### Directions
Restate, word for word, every line of the data.

### Available data

+++++

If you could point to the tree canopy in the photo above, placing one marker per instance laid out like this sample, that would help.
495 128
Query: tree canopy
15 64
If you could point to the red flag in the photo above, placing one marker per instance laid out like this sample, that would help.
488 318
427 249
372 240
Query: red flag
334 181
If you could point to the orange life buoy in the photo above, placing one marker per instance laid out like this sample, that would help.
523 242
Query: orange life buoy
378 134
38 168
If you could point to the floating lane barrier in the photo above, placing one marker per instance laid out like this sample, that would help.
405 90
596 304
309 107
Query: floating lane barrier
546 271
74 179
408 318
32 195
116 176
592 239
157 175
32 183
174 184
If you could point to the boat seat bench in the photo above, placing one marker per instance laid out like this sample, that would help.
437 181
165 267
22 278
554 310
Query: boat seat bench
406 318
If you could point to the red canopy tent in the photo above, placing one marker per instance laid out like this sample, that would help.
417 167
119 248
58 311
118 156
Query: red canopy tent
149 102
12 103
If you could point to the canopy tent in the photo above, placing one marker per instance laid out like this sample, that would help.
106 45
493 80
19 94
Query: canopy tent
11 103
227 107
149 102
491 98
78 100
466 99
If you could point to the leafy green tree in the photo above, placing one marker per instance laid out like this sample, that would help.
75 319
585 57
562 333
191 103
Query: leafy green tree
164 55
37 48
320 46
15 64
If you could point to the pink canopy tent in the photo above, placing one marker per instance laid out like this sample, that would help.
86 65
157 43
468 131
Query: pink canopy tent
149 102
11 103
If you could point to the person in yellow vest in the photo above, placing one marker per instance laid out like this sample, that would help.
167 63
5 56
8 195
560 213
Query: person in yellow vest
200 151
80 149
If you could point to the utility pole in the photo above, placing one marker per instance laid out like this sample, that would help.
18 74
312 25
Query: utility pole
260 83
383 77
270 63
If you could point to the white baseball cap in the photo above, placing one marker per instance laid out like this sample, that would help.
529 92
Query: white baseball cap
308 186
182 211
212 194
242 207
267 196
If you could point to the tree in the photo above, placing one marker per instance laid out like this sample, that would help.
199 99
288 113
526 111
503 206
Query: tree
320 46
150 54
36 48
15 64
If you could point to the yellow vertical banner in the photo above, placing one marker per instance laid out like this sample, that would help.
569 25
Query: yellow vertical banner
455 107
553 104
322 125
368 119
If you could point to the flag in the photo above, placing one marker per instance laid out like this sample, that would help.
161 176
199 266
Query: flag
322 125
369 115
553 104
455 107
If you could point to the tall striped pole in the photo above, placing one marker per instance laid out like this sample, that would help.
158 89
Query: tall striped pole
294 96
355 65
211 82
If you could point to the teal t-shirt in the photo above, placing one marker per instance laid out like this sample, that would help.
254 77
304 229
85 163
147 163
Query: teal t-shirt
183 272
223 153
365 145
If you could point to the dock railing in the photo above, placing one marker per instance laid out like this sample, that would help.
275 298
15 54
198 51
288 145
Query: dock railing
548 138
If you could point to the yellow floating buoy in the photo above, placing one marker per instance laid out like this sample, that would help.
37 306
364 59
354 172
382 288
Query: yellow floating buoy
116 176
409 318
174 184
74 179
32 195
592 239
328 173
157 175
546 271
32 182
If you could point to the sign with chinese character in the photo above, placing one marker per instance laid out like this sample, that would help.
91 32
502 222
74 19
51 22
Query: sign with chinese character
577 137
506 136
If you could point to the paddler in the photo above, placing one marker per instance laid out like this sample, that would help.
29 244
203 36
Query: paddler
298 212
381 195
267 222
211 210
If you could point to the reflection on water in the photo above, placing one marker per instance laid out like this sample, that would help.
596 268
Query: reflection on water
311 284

+++++

### Solved problem
If you could point to the tree canopy in the photo above, placing one marker per instance laid out like this sample, that would help.
495 128
Query: tree canopy
15 64
If you could point to the red flag in the photo above, placing one marker per instance laid out like this sample, that would help.
488 318
427 249
372 240
Query: red flag
334 181
If you could point to the orange life buoy in the photo above, placing one marker per instance laid out like this sample, that would help.
523 242
Query: orange life buoy
378 134
38 168
If you could point to the floating lane barrier in the photo above, placing one marker per instance laid out like this sample, that would help.
405 90
596 304
309 107
Query: floating lane barrier
546 271
74 179
408 318
32 195
116 176
592 239
157 175
32 183
174 184
If you could point to the boat seat bench in the photo above, placing one marker per instance laid out like this sample, that would help.
437 181
165 267
22 278
554 310
Query: boat seat bench
406 318
If you could point to the red canopy tent in the photo above, placing one marker per instance laid out like this sample, that would help.
417 167
119 248
58 311
118 156
Query: red canopy tent
149 102
12 103
If you could point to the canopy tent in the photo above, placing one marker per instance laid out like this sample, that would help.
106 45
493 80
19 94
Query: canopy tent
11 103
227 107
149 102
491 98
78 100
466 99
If you could point to the leafy green tree in the photo above, placing one marker per instance laid out like this sample, that would help.
75 319
585 57
562 333
191 103
Query: leafy green tree
164 55
37 48
320 46
15 64
If you could point to the pink canopy tent in the photo above, placing one marker per instance laid out like this sample, that would help.
86 65
157 43
468 131
Query: pink canopy tent
149 102
11 103
If you could point to the person in yellow vest in the photo above, placing one marker per instance laid out like this sample, that would help.
167 63
5 56
8 195
560 213
Query: person in yellow vest
200 151
80 149
If you could point to the utility pole in the photo above, placing one marker per instance laid out like this sample, that would help.
18 74
312 25
Query: utility pole
260 83
383 77
270 63
If you could point to the white baseball cap in the photo above, placing one marker per instance laid out like this sample, that would help.
529 92
Query: white baseball cap
308 186
182 211
212 194
242 207
267 196
If you could point to the tree in the photo above, placing one marker per instance laid out like this sample, that would help.
199 99
288 113
526 111
503 206
Query: tree
320 46
150 54
36 48
15 64
If you could point to the yellow vertical banner in the photo above, placing one marker per instance laid out like this sample, that would help.
569 25
Query: yellow vertical banner
455 107
553 104
322 125
368 119
If you could point to the flag in the photo above, placing one marker per instance laid out like this sample, that would help.
161 176
199 266
Query: flag
322 125
369 115
553 104
455 107
If you could point to the tall striped pole in the photo above, placing one marker per instance laid out like this sample, that would help.
158 89
Query: tall striped pole
294 96
355 65
211 82
If you could point to the teal t-shirt in the photo above, placing one marker per instance laid out like this sample, that would help.
254 77
304 229
85 163
147 163
Query: teal t-shirt
183 272
223 153
365 145
If you could point to the dock railing in the photo above, placing one marker per instance laid out like this sample, that would help.
275 298
15 54
198 51
288 145
Query: dock railing
548 138
If you could point to the yellow floating buoy in the photo above, placing one marker per instance laid out like this sample, that would help.
37 306
364 59
354 172
382 288
Query: yellow floating buoy
116 176
409 318
174 184
74 179
32 195
592 239
328 173
157 175
546 271
32 182
If you could point to the sign with chinese character in the photo above, placing one marker per instance laid out like this sample, that would help.
91 32
502 222
74 19
51 22
Query: sign with chinese character
577 137
506 136
If you could point to the paddler in the photo above, placing one marker per instance laid out like this sample, that would help.
29 244
203 36
Query: paddler
298 212
381 195
267 222
211 210
If you could point to the reflection on water in the photo above, placing one marker per instance laid out like this sample, that would help.
596 268
Query: reflection on water
311 284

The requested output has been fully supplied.